In one sense a contractor always "assumes the risk " of failure to discharge his obligation. For if he commits a breach he will be unable to enforce his contract and will himself be liable in damages. In reality, the risk of failure, in this sense, is imposed upon him by law, rather than assumed by him, for it makes no difference whether or not he is conscious of a doubt as to his ability to perform. But this is not the sort of "assumption of risk" that negatives the element of misreliance and bars a recovery in quasi contract {ante, Sec. 16). To have such a result there must be a conscious "taking of a chance." It must appear that the contractor, when he entered into the contract, actually contemplated a contingency, which, if it happened, would cause him to violate his engagement, and nevertheless contracted without protecting himself against the contingency. In such a case he cannot say, when the contingency happens and he commits a breach, that he relied upon his ability to perform and the consequent enforceability of his contract. He deliberately "took a chance " that his contract might become unenforceable by the happening of that particular contingency, and cannot complain if his venture proved a losing one.

An illustration may serve to make the point clearer. Let it be supposed that A is about to contract for the manufacture of certain machines for B. The delivery of all the machines within four months is a condition of the contract, but the price to be paid by B is a liberal one. A is unaware of any facts that will prevent him from getting the necessary skilled labor to do the work and anticipates no trouble in that direction. But he knows of certain conditions in the steel market that may make it impossible for him promptly to obtain the necessary materials. In view of the attractive terms of the contract, however, he decides to "take a chance" of getting the materials. The contract is duly made, and after part performance by A, he commits a breach. Now, if the breach is due to A's inability promptly to secure his materials - a contingency which he realized might happen - he cannot say that he was mistaken as to his ability to perform and consequently as to the enforceability of his contract. He deliberately took the chance of getting materials, and lost. There is no injustice in denying him relief. Moreover, to allow him to recover the value of his part performance would be to encourage the reckless assumption of contractual obligations. If, on the other hand, the breach is the result of A's inability to obtain competent labor - a contingency wholly unforeseen by him - he may truthfully claim that his party performance was in reliance upon the contract. He did not consciously "take a chance" of getting competent workmen, for he did not realize the possibility of difficulty in that direction. He did not, in the true sense, "assume the risk" of failure from that cause, and consequently, if the other elements of quasi contractual obligation are present, he should be granted relief.

__DIRECTION A__
According to the passage on assumption of risk, within how many months must all the machines in its illustration be delivered?

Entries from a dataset
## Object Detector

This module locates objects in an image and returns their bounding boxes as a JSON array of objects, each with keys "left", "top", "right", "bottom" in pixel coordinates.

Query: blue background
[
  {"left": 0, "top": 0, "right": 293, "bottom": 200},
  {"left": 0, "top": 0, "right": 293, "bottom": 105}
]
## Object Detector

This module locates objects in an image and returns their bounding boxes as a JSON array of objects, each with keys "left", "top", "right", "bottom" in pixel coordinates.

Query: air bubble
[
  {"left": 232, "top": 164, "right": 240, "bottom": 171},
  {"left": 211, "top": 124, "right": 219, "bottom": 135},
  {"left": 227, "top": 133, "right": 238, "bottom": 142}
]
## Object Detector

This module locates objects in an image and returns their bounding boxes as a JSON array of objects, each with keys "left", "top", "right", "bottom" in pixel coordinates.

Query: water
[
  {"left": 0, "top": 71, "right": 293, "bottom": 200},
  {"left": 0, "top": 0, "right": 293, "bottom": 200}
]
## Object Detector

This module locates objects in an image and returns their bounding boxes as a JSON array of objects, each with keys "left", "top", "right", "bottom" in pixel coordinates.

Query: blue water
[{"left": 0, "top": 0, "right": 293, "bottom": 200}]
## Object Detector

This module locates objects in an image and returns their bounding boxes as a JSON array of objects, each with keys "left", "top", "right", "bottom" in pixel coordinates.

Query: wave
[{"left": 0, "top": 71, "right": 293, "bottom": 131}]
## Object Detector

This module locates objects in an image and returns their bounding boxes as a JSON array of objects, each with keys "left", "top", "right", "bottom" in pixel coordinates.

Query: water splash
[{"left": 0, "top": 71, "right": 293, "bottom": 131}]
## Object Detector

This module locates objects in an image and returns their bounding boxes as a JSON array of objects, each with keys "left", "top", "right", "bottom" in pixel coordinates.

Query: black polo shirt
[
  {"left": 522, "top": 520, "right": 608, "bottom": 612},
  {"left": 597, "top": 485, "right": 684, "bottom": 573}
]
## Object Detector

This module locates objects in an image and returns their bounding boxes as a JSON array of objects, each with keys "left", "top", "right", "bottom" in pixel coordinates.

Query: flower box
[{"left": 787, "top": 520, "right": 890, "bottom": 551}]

__DIRECTION B__
Select every line of the records that contains the word "Query", treating uppercase and lowercase as different.

__REPLY A__
Within four months.

__REPLY B__
Query: blue background
Query: air bubble
Query: water
Query: blue water
Query: wave
Query: water splash
Query: black polo shirt
Query: flower box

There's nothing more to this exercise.